Stated problem: Copy the following material verbatim, from the line containing "door --coords pixels" through the line containing "Segment every instance of the car door", with both of those lines included.

Data provided:
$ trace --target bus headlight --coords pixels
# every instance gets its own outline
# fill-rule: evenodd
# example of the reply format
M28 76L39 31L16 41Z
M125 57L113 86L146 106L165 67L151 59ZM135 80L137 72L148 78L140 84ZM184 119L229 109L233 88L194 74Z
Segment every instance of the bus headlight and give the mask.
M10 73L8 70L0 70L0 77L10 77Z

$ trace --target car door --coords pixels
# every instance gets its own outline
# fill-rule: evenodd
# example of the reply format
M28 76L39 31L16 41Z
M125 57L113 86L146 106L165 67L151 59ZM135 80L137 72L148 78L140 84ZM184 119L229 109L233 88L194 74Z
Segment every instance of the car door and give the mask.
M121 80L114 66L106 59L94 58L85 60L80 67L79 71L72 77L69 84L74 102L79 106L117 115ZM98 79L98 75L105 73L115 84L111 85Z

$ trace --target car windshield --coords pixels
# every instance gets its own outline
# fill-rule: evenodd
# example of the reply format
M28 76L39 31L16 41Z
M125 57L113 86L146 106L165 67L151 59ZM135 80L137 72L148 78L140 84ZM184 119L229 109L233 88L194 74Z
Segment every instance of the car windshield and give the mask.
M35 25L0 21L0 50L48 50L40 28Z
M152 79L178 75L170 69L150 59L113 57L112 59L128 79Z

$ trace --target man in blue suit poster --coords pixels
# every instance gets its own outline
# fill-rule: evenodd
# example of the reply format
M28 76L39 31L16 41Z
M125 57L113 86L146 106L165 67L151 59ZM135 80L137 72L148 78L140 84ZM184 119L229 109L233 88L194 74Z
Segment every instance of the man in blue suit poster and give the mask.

Correct result:
$ trace --target car door --coords pixels
# every instance gets its own outline
# fill-rule: evenodd
# example of the reply format
M28 76L39 31L16 41Z
M125 57L113 86L146 106L165 67L151 59ZM135 80L137 72L148 78L140 84ZM184 119L229 109L233 88L194 74Z
Segment every instance of the car door and give the mask.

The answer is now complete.